Goal of the exercise
Copy every line of the listing below without any changes, leaving out the pictures.

Material for this task
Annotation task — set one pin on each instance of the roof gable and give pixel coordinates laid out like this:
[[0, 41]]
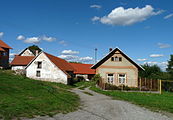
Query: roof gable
[[25, 50], [21, 60], [58, 62], [80, 68], [4, 45], [110, 54]]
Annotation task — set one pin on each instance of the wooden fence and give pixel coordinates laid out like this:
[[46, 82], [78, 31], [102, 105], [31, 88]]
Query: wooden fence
[[143, 85]]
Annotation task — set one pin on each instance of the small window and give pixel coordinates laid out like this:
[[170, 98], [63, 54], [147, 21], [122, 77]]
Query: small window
[[38, 73], [120, 58], [112, 59], [110, 78], [122, 78], [116, 59], [39, 65]]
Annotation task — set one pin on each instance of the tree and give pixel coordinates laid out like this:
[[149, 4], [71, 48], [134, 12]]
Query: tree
[[169, 68], [151, 72], [33, 48]]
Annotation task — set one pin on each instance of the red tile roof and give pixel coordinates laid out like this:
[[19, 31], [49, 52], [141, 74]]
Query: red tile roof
[[82, 68], [1, 49], [4, 45], [22, 60]]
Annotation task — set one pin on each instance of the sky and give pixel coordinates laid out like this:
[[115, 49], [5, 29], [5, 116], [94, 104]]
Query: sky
[[72, 29]]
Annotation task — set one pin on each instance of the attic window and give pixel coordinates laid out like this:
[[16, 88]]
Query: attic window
[[39, 65], [116, 59]]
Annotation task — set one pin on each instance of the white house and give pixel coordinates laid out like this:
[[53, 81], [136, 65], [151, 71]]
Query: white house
[[47, 67], [23, 59]]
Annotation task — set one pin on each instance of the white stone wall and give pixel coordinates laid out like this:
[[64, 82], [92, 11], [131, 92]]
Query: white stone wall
[[49, 72], [18, 67]]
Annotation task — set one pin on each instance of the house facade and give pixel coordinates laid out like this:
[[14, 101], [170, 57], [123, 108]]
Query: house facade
[[50, 68], [23, 59], [4, 54], [117, 68], [83, 71]]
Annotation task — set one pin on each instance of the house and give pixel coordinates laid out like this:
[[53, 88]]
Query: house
[[83, 71], [117, 68], [23, 59], [47, 67], [4, 54]]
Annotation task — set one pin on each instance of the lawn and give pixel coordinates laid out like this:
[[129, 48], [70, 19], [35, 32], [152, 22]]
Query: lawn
[[153, 101], [24, 97]]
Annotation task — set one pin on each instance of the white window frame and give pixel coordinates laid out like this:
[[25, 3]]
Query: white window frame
[[110, 79], [122, 79]]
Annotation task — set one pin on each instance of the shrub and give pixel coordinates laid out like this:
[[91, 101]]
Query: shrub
[[96, 78]]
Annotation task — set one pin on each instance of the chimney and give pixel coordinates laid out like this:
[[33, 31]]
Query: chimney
[[36, 52], [110, 49]]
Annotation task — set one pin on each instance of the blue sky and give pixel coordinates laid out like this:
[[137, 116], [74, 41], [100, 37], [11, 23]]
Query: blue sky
[[141, 28]]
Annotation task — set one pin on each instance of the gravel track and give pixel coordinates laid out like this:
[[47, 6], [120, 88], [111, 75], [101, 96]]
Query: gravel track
[[101, 107]]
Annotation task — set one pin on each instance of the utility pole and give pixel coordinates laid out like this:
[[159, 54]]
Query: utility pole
[[95, 55]]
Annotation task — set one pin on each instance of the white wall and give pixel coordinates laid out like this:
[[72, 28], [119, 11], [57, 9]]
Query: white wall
[[27, 52], [49, 72], [18, 67]]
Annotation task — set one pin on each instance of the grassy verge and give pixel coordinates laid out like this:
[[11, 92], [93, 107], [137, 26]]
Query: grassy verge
[[156, 102], [82, 85], [88, 93], [24, 97]]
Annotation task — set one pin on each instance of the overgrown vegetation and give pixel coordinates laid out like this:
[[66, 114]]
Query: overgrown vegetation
[[24, 97], [155, 72], [149, 100]]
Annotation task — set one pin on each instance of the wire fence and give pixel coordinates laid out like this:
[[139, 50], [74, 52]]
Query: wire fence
[[141, 84]]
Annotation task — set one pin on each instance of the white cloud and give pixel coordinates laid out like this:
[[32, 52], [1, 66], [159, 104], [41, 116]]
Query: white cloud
[[49, 39], [151, 63], [168, 16], [122, 16], [20, 37], [69, 52], [1, 34], [162, 45], [86, 59], [95, 18], [96, 6], [62, 42], [36, 40], [144, 59], [156, 55]]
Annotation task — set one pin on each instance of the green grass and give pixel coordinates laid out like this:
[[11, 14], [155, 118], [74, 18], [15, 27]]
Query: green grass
[[84, 84], [24, 97], [88, 93], [153, 101]]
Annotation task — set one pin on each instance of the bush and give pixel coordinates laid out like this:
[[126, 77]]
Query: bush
[[96, 78]]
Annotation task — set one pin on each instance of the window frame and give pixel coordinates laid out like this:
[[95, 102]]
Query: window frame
[[39, 66], [38, 73], [111, 81], [125, 78]]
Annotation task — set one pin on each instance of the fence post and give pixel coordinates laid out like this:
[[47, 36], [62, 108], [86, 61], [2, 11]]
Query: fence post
[[160, 86], [140, 83]]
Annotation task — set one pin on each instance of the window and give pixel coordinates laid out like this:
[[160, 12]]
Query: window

Answer
Annotation task — set one pin on each instance of the roof gable and give pixel coordinates laid out like this:
[[0, 41]]
Query: roof gable
[[25, 50], [21, 60], [58, 62], [80, 68], [4, 45], [110, 54]]
Annotation task — set one pin on each instance of the wooden fence and give pixel coordinates laid out like this:
[[46, 82], [78, 31], [102, 105], [31, 88]]
Query: wooden fence
[[143, 85]]
Annotation task — set one pin on each instance of the small window and give pixel coordinates laid out like this:
[[170, 98], [63, 54], [147, 21], [122, 77]]
Query: small window
[[38, 73], [120, 58], [112, 59], [110, 78], [122, 78], [116, 59], [39, 65]]
Annotation task — set one pin on each instance of the tree and give pixel coordinates laid out like this:
[[149, 4], [71, 48], [134, 12]]
Query: tree
[[169, 68], [151, 72], [33, 48]]
Annotation task — set one pin on each instance of the red tile roof and give pixel coordinates laid out like this:
[[19, 31], [49, 52], [141, 74]]
Query: red tile roof
[[82, 68], [1, 49], [4, 45], [22, 60]]
Annotation task — set one pin on each instance of the sky and give pixel coordinates laid out like this:
[[115, 49], [5, 29], [5, 116], [94, 104]]
Query: sky
[[72, 29]]
Annotation task — set one pin on each instance of the attic window and give pixel coordinates laid out like this:
[[16, 88]]
Query: attic window
[[39, 65], [116, 59]]
Annotation task — set one pin on each instance of the white house and give pixel coordinates laid out like this:
[[53, 81], [136, 65], [151, 71]]
Query: white house
[[47, 67], [23, 59]]
Annotation task — set one pin on each instance of the white stone wall and give pixel coordinates laid out like this:
[[64, 82], [92, 11], [131, 92]]
Query: white stone wall
[[49, 72], [18, 67]]
Annotation task — set one pin on each instance of the house facade and give pixel coordinates laid out like this:
[[14, 101], [170, 57], [123, 108]]
Query: house facade
[[50, 68], [23, 59], [4, 54], [117, 68], [83, 71]]
Annotation task — set one pin on each instance of the house and give pixel coordinates laid out like this:
[[53, 88]]
Query: house
[[83, 71], [117, 68], [23, 59], [47, 67], [4, 54]]
Annotation task — set one pin on each instance of the lawn and give pixel coordinates laid out like this:
[[129, 48], [70, 19], [35, 32], [152, 22]]
Query: lawn
[[153, 101], [24, 97]]
Annotation task — set one pin on each instance of the white window frame and give pixel coordinates laid out like this:
[[25, 3]]
Query: white window frame
[[110, 79], [122, 79]]
Annotation task — set one pin on each instance of the shrub and give pixel coordinates laid out like this:
[[91, 101]]
Query: shrub
[[96, 78]]
Annotation task — set one pin on each instance of the chimney and give pixel coordinates laid out like this:
[[33, 31]]
Query: chimney
[[36, 52], [110, 49]]
Annotation task — set one pin on each instance of the blue sky and give pixel coordinates laid out like this:
[[137, 116], [74, 41], [100, 37], [11, 23]]
Query: blue sky
[[141, 28]]
Annotation task — set one pin on each instance of the gravel track and give pixel coordinates laid out like this:
[[47, 6], [120, 88], [111, 75], [101, 96]]
Query: gravel track
[[101, 107]]
Annotation task — set one pin on each instance of the utility pole and give pixel coordinates laid out like this:
[[159, 54]]
Query: utility pole
[[95, 55]]
Annotation task — set one pin on each instance of the white wall and give pixel coordinates laid out like this:
[[72, 28], [119, 11], [57, 9]]
Query: white wall
[[27, 52], [49, 72], [18, 67]]
Annotation task — set one pin on each instance of the grassy verge and give pixel coordinates laid out like this:
[[11, 92], [93, 107], [137, 26]]
Query: grassy verge
[[156, 102], [82, 85], [88, 93], [24, 97]]
Annotation task — set one pin on each instance of the overgrown vegetation and give pixel coordinates laid out like this:
[[66, 114]]
Query: overgrown vegetation
[[24, 97], [155, 72], [149, 100]]
Annotation task — set one pin on each instance of the wire fence and give pixel coordinates laid out like this:
[[139, 50], [74, 52]]
Query: wire fence
[[141, 84]]
Annotation task — set one pin on each instance of the white cloud and give pixel coordinates laid out like this:
[[32, 52], [1, 66], [159, 104], [41, 116]]
Query: white cloud
[[49, 39], [151, 63], [168, 16], [122, 16], [20, 37], [69, 52], [1, 34], [162, 45], [86, 59], [95, 18], [96, 6], [62, 42], [36, 40], [144, 59], [156, 55]]
Annotation task — set one pin on each instance of the green grass and give pixel coordinates laid out like this:
[[11, 14], [155, 118], [74, 18], [15, 27]]
Query: green grass
[[84, 84], [24, 97], [88, 93], [153, 101]]
Annotation task — set one pin on each instance of the bush and give pixel coordinates laid out like this:
[[126, 77]]
Query: bush
[[96, 78]]
Annotation task — set one pin on each instance of the window frame and give pixel coordinates laid out like this:
[[95, 102]]
Query: window frame
[[39, 66], [38, 73], [111, 81], [125, 78]]
Annotation task — set one pin on each instance of the fence post and give pixel coordinates laid out like this:
[[47, 36], [62, 108], [86, 61], [2, 11]]
Query: fence post
[[160, 86], [140, 83]]
Annotation task — set one pin on each instance of the window and give pixel coordinates laid out like this:
[[160, 12]]
Query: window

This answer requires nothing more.